— TO BE DONE —
Rewrite the text lines of the material below, replacing every "photograph" with "image" and leaving everything else unchanged. Omit the pictures.

— DATA ROWS —

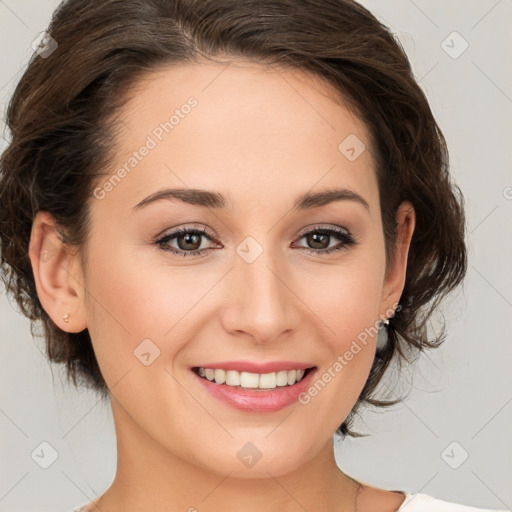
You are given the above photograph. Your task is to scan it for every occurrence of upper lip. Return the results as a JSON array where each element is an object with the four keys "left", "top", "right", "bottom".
[{"left": 196, "top": 361, "right": 315, "bottom": 374}]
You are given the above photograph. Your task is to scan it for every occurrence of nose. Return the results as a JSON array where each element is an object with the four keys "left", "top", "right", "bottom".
[{"left": 222, "top": 240, "right": 300, "bottom": 344}]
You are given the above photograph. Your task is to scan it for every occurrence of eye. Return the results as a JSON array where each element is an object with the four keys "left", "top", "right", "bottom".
[
  {"left": 156, "top": 228, "right": 220, "bottom": 257},
  {"left": 292, "top": 226, "right": 356, "bottom": 256},
  {"left": 155, "top": 226, "right": 356, "bottom": 257}
]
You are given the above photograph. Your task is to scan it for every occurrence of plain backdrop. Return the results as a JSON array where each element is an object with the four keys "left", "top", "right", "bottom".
[{"left": 0, "top": 0, "right": 512, "bottom": 512}]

— THE SOLUTION —
You are given the above image. Your task is to scan it for every occurrence of upper lip. Return the results as a JSON array where each element is an object with the four keys "left", "top", "right", "bottom".
[{"left": 196, "top": 361, "right": 315, "bottom": 374}]
You are given the above image. Your task is to scan it for every occurrence of nose. Return the results as a JSON array where each element is an object with the four keys "left", "top", "right", "bottom".
[{"left": 222, "top": 240, "right": 300, "bottom": 344}]
You are given the above image. Your task is to scan it for every occurrence of eye. Return the results as a JSON array where each element is an object with the four keys "left", "top", "right", "bottom".
[
  {"left": 156, "top": 228, "right": 220, "bottom": 257},
  {"left": 292, "top": 226, "right": 356, "bottom": 256},
  {"left": 155, "top": 226, "right": 356, "bottom": 257}
]
You are given the above image. Your task is to scan it for every occurrence of plain backdrop. Return the results as a JSON array where each element is an object with the four keys "left", "top", "right", "bottom".
[{"left": 0, "top": 0, "right": 512, "bottom": 512}]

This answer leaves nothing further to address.